Records from a data collection
════════════════════
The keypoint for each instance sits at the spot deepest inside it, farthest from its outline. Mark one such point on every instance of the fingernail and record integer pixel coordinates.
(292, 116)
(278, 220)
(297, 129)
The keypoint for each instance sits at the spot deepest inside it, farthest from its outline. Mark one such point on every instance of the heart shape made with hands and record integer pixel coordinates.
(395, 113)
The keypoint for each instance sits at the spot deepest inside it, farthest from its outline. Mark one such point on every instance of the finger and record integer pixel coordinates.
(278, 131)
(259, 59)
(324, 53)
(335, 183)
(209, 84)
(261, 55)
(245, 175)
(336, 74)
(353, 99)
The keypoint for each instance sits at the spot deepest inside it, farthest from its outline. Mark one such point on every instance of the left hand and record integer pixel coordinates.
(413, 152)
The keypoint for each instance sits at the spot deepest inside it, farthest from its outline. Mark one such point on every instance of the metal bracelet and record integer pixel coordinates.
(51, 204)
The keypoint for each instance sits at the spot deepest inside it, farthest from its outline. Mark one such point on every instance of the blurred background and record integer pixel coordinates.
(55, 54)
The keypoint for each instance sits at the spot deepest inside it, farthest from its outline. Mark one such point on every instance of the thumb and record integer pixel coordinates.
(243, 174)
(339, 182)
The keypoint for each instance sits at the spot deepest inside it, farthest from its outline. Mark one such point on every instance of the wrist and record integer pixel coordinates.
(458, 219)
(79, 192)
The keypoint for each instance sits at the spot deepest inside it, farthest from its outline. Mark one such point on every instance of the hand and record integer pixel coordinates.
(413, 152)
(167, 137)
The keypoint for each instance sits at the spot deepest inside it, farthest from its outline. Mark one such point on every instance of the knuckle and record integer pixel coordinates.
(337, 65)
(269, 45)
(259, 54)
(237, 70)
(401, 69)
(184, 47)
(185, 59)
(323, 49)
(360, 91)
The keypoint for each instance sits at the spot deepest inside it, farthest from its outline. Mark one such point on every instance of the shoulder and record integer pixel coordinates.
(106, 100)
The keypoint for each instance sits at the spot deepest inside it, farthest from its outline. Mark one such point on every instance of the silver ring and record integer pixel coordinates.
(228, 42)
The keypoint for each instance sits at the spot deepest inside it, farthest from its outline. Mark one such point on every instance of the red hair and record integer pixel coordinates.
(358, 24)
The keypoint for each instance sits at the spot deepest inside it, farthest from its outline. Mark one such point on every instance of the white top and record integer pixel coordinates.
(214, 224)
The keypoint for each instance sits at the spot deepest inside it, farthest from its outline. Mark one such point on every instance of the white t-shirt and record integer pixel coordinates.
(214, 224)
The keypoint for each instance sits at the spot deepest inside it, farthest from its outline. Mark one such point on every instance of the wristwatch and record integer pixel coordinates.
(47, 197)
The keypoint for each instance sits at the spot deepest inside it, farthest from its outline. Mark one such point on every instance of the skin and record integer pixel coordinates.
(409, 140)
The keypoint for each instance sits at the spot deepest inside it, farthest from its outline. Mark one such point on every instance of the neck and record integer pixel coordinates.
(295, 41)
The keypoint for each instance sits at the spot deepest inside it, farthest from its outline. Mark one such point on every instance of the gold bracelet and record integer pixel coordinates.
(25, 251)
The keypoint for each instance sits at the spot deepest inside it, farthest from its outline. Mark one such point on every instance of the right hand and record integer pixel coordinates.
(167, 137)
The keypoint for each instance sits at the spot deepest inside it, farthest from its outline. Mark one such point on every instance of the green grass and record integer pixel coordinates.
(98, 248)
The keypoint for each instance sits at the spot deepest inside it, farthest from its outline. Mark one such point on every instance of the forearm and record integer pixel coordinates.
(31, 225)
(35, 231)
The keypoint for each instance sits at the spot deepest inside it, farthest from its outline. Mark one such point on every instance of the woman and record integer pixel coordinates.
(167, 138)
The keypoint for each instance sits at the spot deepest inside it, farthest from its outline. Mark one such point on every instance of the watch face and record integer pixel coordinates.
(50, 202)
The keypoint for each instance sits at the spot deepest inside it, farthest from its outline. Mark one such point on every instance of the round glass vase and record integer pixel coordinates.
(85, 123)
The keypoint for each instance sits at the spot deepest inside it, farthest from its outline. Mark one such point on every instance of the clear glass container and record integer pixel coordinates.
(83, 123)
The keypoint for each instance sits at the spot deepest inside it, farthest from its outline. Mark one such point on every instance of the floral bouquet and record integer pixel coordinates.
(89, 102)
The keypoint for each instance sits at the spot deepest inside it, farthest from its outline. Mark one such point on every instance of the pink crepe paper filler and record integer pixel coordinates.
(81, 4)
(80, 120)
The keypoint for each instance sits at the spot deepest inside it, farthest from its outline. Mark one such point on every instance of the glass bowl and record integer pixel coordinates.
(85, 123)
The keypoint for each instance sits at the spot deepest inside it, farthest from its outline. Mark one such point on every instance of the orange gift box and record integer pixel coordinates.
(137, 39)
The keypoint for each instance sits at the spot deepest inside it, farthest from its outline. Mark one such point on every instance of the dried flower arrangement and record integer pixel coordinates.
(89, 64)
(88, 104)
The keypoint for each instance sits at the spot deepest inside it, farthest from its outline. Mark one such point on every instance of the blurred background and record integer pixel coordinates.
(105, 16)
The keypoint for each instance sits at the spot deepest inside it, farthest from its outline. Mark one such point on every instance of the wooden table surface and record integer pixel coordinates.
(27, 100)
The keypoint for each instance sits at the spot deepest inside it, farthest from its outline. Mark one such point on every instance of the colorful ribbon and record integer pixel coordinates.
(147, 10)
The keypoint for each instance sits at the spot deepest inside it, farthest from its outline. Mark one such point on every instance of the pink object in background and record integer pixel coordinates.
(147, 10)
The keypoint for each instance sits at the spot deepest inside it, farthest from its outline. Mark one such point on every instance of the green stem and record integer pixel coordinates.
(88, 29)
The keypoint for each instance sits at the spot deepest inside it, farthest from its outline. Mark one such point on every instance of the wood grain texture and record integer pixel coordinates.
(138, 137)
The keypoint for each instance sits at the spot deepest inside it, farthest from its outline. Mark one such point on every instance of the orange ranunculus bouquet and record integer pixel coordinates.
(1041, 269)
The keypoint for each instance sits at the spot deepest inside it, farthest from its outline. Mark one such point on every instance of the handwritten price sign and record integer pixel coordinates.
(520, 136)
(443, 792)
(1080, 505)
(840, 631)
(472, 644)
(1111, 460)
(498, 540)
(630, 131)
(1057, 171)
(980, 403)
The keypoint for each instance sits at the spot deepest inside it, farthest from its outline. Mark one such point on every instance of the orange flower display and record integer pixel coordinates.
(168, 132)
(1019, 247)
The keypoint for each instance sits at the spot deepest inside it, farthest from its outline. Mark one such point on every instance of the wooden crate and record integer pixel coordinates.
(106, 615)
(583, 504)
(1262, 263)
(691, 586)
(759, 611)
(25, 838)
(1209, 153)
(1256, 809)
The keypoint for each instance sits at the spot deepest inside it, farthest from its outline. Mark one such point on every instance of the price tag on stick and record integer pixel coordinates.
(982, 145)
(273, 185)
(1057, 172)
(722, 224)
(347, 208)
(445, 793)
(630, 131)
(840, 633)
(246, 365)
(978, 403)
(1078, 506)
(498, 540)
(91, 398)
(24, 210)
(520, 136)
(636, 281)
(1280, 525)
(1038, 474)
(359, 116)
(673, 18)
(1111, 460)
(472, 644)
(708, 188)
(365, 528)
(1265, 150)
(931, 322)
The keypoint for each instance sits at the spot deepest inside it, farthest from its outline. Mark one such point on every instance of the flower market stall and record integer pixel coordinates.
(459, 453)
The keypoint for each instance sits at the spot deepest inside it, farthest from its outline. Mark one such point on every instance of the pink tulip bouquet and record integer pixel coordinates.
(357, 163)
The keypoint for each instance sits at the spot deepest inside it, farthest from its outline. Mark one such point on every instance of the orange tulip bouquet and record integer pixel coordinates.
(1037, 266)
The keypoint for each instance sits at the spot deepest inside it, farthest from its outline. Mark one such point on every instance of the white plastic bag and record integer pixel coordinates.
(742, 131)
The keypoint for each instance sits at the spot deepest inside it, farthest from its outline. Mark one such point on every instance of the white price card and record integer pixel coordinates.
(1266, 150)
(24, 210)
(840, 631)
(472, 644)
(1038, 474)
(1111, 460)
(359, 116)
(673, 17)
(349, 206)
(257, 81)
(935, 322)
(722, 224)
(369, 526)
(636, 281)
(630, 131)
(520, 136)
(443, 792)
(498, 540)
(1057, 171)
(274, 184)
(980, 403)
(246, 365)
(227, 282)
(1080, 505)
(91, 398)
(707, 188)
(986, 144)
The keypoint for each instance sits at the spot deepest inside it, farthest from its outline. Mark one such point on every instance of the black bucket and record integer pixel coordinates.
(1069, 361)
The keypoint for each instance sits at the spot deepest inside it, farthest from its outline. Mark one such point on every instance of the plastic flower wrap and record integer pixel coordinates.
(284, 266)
════════════════════
■ Do this
Switch "orange" to "red" in the lines starting with the one that contains "orange tulip bouquet and record integer pixel coordinates." and going on through the one that contains "(1037, 266)", and give only those lines back with nothing else altered.

■ Solution
The keypoint for each instance sits at the spot deepest inside it, farthest from its outline. Mark one such point on every instance of the red tulip bouquet and record integer pixel coordinates.
(1037, 266)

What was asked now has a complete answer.